■ **EXERCISE REQUIREMENTS**
Please set down every entry below exactly as given.

■ **DATA FOR THIS TASK**
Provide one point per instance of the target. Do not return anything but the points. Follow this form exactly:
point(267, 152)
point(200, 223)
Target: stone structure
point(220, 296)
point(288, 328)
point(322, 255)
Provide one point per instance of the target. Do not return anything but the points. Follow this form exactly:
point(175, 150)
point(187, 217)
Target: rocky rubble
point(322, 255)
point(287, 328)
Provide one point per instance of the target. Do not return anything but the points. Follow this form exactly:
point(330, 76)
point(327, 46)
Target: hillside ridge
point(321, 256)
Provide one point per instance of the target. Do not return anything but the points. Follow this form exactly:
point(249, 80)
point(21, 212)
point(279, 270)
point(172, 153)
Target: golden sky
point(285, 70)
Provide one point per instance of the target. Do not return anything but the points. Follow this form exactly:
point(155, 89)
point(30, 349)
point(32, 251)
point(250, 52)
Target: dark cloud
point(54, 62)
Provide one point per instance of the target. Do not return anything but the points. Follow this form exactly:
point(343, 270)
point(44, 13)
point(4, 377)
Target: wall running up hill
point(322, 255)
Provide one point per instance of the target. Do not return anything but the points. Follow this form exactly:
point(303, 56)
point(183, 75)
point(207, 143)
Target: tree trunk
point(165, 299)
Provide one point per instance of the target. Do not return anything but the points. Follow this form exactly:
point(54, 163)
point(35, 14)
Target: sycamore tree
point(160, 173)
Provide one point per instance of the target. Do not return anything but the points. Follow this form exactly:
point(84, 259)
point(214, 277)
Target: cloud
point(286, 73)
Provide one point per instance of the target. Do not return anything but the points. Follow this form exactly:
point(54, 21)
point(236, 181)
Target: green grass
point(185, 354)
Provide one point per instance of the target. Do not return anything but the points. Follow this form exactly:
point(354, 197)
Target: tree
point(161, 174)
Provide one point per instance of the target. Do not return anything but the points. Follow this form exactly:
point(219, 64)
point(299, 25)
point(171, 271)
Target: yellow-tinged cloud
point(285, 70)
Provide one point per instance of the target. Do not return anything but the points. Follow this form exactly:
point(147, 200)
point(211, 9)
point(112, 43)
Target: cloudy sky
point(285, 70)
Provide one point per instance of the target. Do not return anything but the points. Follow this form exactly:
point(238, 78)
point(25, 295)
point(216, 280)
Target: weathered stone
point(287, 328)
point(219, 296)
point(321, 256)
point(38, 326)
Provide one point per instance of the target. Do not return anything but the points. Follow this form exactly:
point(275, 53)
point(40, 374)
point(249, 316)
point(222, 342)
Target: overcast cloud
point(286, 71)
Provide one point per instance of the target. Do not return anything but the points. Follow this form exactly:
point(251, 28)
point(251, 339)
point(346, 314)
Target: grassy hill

■ **WRITTEN RESPONSE**
Provide one point per instance of the target. Do not return anything but the points. Follow this form exactly:
point(267, 152)
point(200, 223)
Target: stone structure
point(220, 296)
point(288, 328)
point(322, 255)
Provide one point per instance of the target. Do not return anything but the points. Follow this form exactly:
point(175, 150)
point(187, 217)
Target: rocky rubble
point(322, 255)
point(287, 328)
Provide one point per instance of the target. Do not return anything but the points. Follow this form exactly:
point(330, 76)
point(327, 46)
Target: hillside ridge
point(321, 256)
Provide one point per instance of the target. Do not return anything but the points. Follow this form exactly:
point(249, 80)
point(21, 212)
point(279, 270)
point(172, 153)
Target: golden sky
point(285, 70)
Provide one point per instance of the target. Do not return anything but the points. Follow this form exactly:
point(155, 89)
point(30, 349)
point(32, 251)
point(250, 52)
Target: dark cloud
point(54, 62)
Provide one point per instance of the target. Do not return anything but the points. Follow this form exactly:
point(343, 270)
point(44, 13)
point(4, 377)
Target: wall running up hill
point(322, 255)
Provide one point per instance of the target. Do not return anything but the points. Follow this form exactly:
point(303, 56)
point(183, 75)
point(207, 143)
Target: tree trunk
point(165, 299)
Provide one point per instance of the target. Do not return anything but the points. Follow this form exactly:
point(54, 163)
point(35, 14)
Target: sycamore tree
point(160, 173)
Provide one point per instance of the target. Do not return anything but the points. Follow this form exactly:
point(84, 259)
point(214, 277)
Target: cloud
point(286, 73)
Provide one point per instance of the target. Do not return anything but the points. Follow this form exactly:
point(54, 21)
point(236, 181)
Target: green grass
point(185, 354)
Provide one point per instance of the target. Do not return anything but the points. Follow this form exactly:
point(354, 197)
Target: tree
point(161, 174)
Provide one point per instance of the target. Do not return anything but the points. Follow this form exactly:
point(219, 64)
point(299, 25)
point(171, 271)
Target: yellow-tinged cloud
point(285, 70)
Provide one point per instance of the target. Do not return anything but the points. Follow this form exactly:
point(147, 200)
point(211, 9)
point(112, 43)
Target: cloudy sky
point(285, 70)
Provide one point per instance of the target. Do not return anything but the points. Follow this form exactly:
point(238, 78)
point(25, 295)
point(216, 280)
Target: weathered stone
point(287, 328)
point(219, 296)
point(321, 256)
point(38, 326)
Provide one point per instance of the target. Do not return anything but the points. Follow this form exactly:
point(275, 53)
point(40, 374)
point(249, 316)
point(222, 342)
Target: overcast cloud
point(286, 71)
Provide one point per instance of the target. Do not return anything but the points. Follow this form exactly:
point(251, 28)
point(251, 339)
point(346, 314)
Target: grassy hill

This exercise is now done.